_About this exercise_
A word-for-word repeat of the records below is what this calls for.

-------------------------

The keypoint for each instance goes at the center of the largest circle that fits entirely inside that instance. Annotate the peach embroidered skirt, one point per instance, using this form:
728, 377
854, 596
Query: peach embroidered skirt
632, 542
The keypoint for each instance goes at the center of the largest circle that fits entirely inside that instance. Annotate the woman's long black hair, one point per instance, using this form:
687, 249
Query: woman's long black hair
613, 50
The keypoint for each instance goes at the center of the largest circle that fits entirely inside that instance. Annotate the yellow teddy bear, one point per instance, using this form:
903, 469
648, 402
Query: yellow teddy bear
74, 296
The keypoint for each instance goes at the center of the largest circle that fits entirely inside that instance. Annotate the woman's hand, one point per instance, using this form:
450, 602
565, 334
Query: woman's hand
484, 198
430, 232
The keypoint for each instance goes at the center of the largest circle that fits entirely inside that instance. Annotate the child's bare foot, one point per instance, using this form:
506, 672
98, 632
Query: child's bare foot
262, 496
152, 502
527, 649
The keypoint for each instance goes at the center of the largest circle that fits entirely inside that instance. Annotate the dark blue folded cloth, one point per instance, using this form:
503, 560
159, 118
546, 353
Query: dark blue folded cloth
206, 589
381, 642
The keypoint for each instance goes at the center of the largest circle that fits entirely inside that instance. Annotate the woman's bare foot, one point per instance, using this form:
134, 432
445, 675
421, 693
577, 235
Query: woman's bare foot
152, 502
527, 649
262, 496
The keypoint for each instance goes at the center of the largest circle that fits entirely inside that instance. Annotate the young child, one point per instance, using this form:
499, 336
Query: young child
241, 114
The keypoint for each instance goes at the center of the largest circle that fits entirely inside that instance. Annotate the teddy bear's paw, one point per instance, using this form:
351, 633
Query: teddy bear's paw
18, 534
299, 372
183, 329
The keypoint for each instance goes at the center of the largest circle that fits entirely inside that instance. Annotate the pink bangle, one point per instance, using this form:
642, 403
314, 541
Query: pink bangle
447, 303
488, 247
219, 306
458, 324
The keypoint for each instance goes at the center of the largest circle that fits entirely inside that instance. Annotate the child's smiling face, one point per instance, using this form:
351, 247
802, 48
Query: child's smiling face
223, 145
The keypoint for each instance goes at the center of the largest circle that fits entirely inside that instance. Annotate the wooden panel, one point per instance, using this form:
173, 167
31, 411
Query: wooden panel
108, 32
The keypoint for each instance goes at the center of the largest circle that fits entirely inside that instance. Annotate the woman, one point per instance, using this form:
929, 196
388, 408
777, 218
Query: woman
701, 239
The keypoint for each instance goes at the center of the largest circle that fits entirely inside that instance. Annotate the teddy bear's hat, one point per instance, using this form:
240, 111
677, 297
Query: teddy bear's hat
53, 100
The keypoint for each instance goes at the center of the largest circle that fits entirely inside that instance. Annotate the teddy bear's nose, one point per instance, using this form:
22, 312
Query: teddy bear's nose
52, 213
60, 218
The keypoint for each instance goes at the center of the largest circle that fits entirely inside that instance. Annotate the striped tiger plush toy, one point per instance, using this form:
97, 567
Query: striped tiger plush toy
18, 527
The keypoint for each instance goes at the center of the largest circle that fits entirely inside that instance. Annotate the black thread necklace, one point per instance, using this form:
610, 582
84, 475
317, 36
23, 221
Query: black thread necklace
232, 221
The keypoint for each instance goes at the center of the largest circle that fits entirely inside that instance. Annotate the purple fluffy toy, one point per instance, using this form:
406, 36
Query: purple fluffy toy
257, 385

-------------------------

_Answer to this problem_
The keypoint for each instance goes at the center of the largest circle that fits entirely inside that instance. Annotate the peach embroidered skirt, one point per instance, using this form:
728, 377
854, 596
Query: peach embroidered skirt
632, 542
The keypoint for each instance goes at the center of the largest circle that fits entirely inside that instance. Annotate the woman's long black hair, one point per instance, using this form:
687, 249
Query: woman's long black hair
613, 50
The keypoint for each instance goes at the center of the largest circle that fits entirely inside that instance. Annotate the yellow teddy bear, one point per instance, using this form:
903, 469
648, 402
Query: yellow teddy bear
74, 296
The keypoint for each instance goes at the center of the largest circle that fits entirely inside that instance. Annotate the woman's hand, one point per instance, using this form:
450, 602
565, 334
Query: woman's hand
484, 198
430, 232
The keypoint for each instance goes at the center of the largest circle that fits entirely inside that instance. Annotate the child's bare foot, one point per instance, using this form:
506, 672
98, 632
Query: child's bare foot
262, 496
152, 502
527, 649
The keypoint for each instance goes at the center of the largest circle that fits entirely inside that instance. Annotate the dark blue folded cloth, one point per instance, using this form:
503, 560
159, 118
546, 353
Query: dark blue folded cloth
206, 589
381, 642
The keypoint for each instance goes at the center of the largest circle that fits entirely inside that instance. Annotate the woman's bare foot, one point per instance, using this form:
134, 432
445, 675
421, 693
577, 235
Query: woman's bare foot
152, 502
527, 649
262, 496
The keypoint for each instance goes at the center of the largest circle that fits entirely inside that instance. Annotate the young child, one point per instance, using this form:
499, 336
Query: young child
241, 114
The keypoint for each instance goes at the center of the largest circle that fits entirely inside that instance. Annotate the teddy bear's paw, one point per instance, using this form:
351, 633
Query: teddy bear's paw
18, 534
299, 372
183, 329
The keypoint for each instance goes at the center of the largest circle that fits entirely inside that instance. Annotate the pink bangle, one point per instance, using this form:
642, 403
314, 541
Query: pink bangle
447, 303
488, 247
219, 306
458, 324
The keypoint for each instance goes at the center of the largest circle that fits entirely inside that instance. Annotate the child's smiling face, one point per instance, using this form:
351, 247
802, 48
Query: child's smiling face
223, 145
The keypoint for each instance goes at the center of the largest circle that fits entirely inside that instance. Annotate the wooden panel, one point per instance, using this form:
173, 167
31, 411
Query: wooden panel
108, 32
The keypoint for each instance goes at the center of the largest circle that fits entirely inside that instance. Annotate the woman, one point per instance, using this form:
929, 196
388, 408
777, 218
Query: woman
701, 239
The keypoint for each instance goes at the center of the largest circle that fits entirely inside that instance. Annotate the teddy bear's hat, one point per instance, using this form:
240, 111
677, 297
Query: teddy bear's hat
53, 100
The keypoint for each instance goes at the center of the largest circle that fits entirely inside that instance. Annotate the teddy bear's nose, one point per instance, using this form:
22, 312
Query: teddy bear's nose
52, 213
60, 218
The keypoint for each instance goes at the center of the largest circle that fits entirely inside that instance. Annotate the striped tiger plush toy, one point per instance, using this form:
97, 567
Query: striped tiger plush toy
18, 527
The keypoint for each instance goes at the center of the largest circle that fits entirely inside that instance. Annotate the black thread necklace, one point per instance, using this form:
610, 582
84, 475
317, 36
23, 221
Query: black thread necklace
232, 221
The keypoint for each instance goes at the center of the largest circle that fits entirely inside that instance. Annotate the purple fluffy toy, one point per instance, using this form:
406, 36
Query: purple fluffy toy
257, 385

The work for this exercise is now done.